▸ Text shown
— start —
I know, this was the exact post I was referring to above. I'm just trying to get some other confirmation that this is actually true since the above post was the first I'd heard of their being two.


----------



## mdjak (Aug 13, 2003)

*Re: TREG w/Rear Diff: one stepper motor or two? Need definitive answer please (noc)*

Noc, I feel for you. That beautiful white with teak Egg, binding and scrubbing. That plain sucks. And what's even worse is that you have to fight with them to get it fixed and go back again and again. That's what is actually souring me. I understand cars, all cars have problems of one sort or another. But when the service department just thinks you can keep coming and coming, like the Eveready Bunny, that you have nothing better to do, it is infuriating. And my dealer doesn't even care. They just continue to lie. That's the thing I can't take. I wouldn't even have bothered to show them pages from this forum. My dealer would use it for toilet paper, instead of posting it on the walls for the so-called mechanics to look at and learn from.
It seems as if there really is no such thing as a car mechanic at VW any more. They are like robots who follow drawings on very poor computer screens. Point: When my horn went out, instead of looking and doing a minimum amount of work to change it, such as Spock suggested and did himself, they removed both headlights and the front bumper. As a result, they didn't lock in one of the headlight assemblies and I did it and would up breaking the locking mechanism.
They just don't care.


----------



## chickdr (Nov 28, 2003)

*Re: TREG w/Rear Diff: one stepper motor or two? Need definitive answer please (noc)*

For ours BOTH the stepper motor and TCM had to be replaced to stop the binding. The stepper helped but until they did the TCM(on a second visit) the binding continued. Ours actually changed from when turning to the left to turning to when turning to the right after the stepper motor.


----------



## TREGinginCO (Jan 4, 2004)

*Re: TREG w/Rear Diff: one stepper motor or two? Need definitive answer please (chickdr)*

Okay.... I talked with a VW tech yesterday and specifically asked about Stepper Motors vs. Differential Locks --- this is what I was told.

The TOUAREG ONLY has one (1) stepper motor regardless of the optional rear locking differential.
The TOUAREG has ONE or TWO differential locks depending on whether the vehicle is equipped with the locking rear differential or not.
If you only have the Center Locking Differential: You have ONE stepper motor and ONE locking differential
If you have the optional Rear Locking Differential: You have ONE stepper montor and TWO locking differentials (center and rear)
— end —
▸ Extracted information
— start —
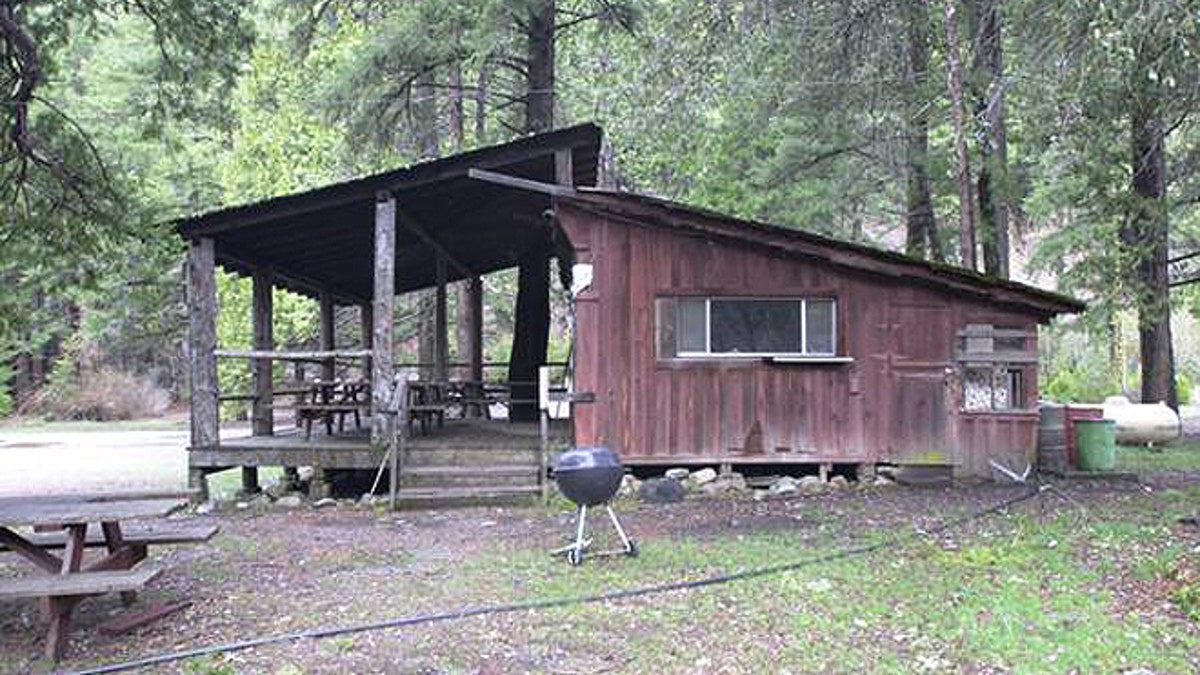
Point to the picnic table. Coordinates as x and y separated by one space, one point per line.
72 524
330 398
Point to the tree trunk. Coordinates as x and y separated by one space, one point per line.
922 238
540 64
456 108
988 88
531 335
966 215
426 126
1145 240
425 117
481 84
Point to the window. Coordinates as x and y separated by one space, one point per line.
756 327
995 360
993 388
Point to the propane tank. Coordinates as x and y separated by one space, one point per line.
1140 424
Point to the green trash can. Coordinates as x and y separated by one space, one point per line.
1096 444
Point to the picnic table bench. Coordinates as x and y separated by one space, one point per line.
330 399
75 524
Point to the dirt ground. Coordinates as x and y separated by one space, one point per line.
276 572
75 458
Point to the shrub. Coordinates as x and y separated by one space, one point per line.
1074 384
6 402
101 395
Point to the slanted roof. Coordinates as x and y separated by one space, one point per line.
652 211
323 238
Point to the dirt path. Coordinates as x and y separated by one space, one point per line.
77 461
271 572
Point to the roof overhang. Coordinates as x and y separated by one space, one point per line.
322 240
651 211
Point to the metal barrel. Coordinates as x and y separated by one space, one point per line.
1053 438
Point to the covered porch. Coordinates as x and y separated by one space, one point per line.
437 428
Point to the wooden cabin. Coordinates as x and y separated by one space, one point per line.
708 340
699 339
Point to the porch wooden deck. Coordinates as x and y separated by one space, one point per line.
353 449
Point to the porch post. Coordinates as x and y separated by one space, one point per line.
366 324
264 339
383 303
262 411
441 347
471 335
202 341
328 312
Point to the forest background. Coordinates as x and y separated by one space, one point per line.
1047 141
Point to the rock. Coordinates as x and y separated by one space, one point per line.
629 485
276 490
785 485
811 485
731 483
289 501
677 473
660 491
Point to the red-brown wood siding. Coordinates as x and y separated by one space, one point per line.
897 401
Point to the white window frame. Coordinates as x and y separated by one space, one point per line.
708 353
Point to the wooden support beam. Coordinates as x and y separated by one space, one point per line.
441 338
279 354
202 341
415 228
292 280
263 418
564 167
366 324
328 312
383 315
522 183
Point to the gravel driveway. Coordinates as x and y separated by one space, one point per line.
78 461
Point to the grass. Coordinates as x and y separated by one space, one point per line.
36 425
1174 457
1024 596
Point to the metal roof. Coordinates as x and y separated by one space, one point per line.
653 211
323 238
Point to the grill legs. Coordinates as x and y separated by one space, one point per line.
575 551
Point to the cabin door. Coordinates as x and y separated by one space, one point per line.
919 359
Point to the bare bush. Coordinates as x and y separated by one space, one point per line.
102 395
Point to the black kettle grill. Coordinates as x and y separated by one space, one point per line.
591 477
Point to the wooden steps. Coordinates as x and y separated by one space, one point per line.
444 496
471 476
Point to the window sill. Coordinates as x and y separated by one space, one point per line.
803 360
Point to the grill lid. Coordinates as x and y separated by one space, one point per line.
577 459
588 476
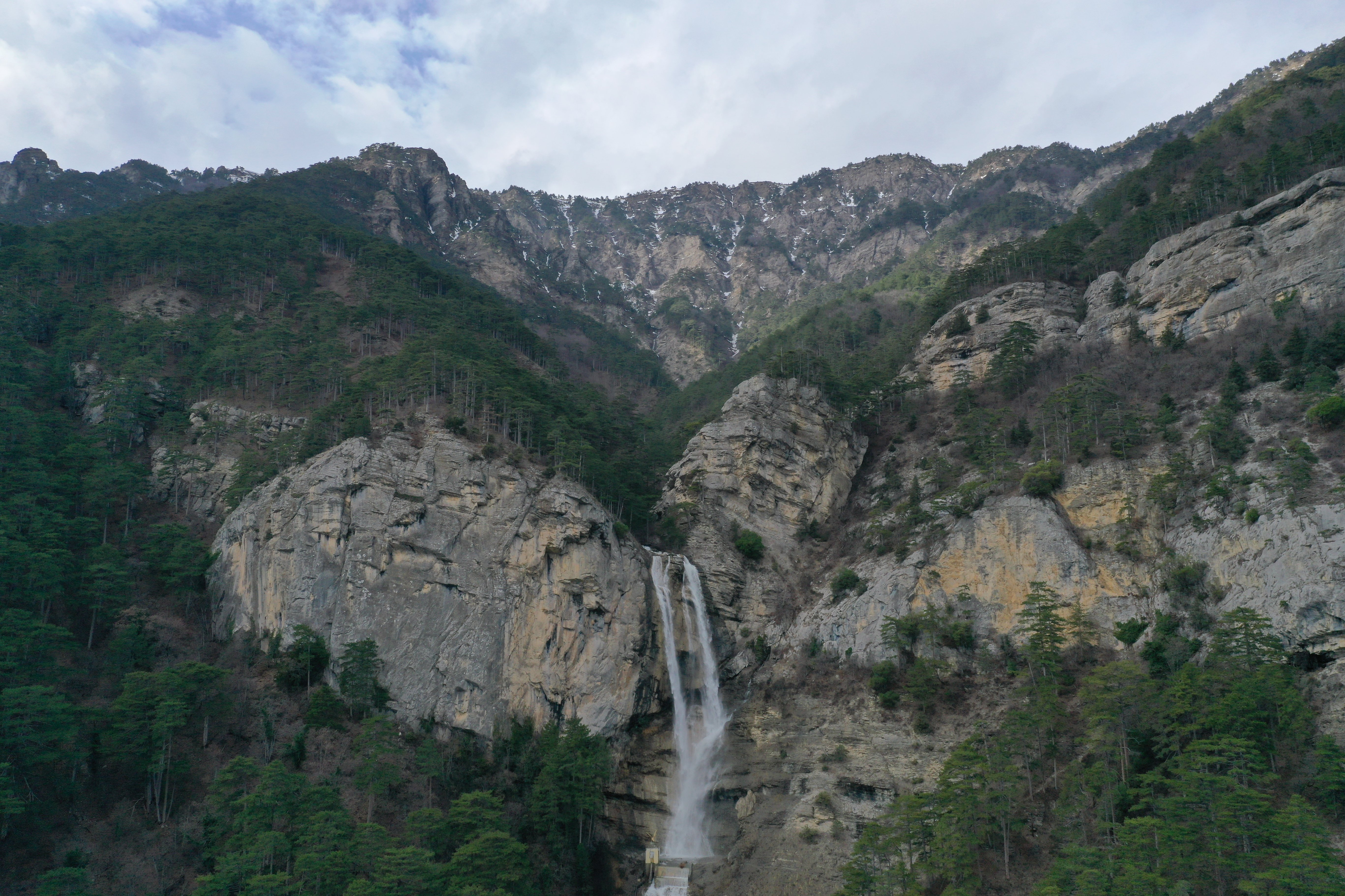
— end —
▸ The problem
Reproduce the forum thread word for word from "The TOUAREG has" up to and including "(center and rear)".

▸ Full answer
The TOUAREG has ONE or TWO differential locks depending on whether the vehicle is equipped with the locking rear differential or not.
If you only have the Center Locking Differential: You have ONE stepper motor and ONE locking differential
If you have the optional Rear Locking Differential: You have ONE stepper montor and TWO locking differentials (center and rear)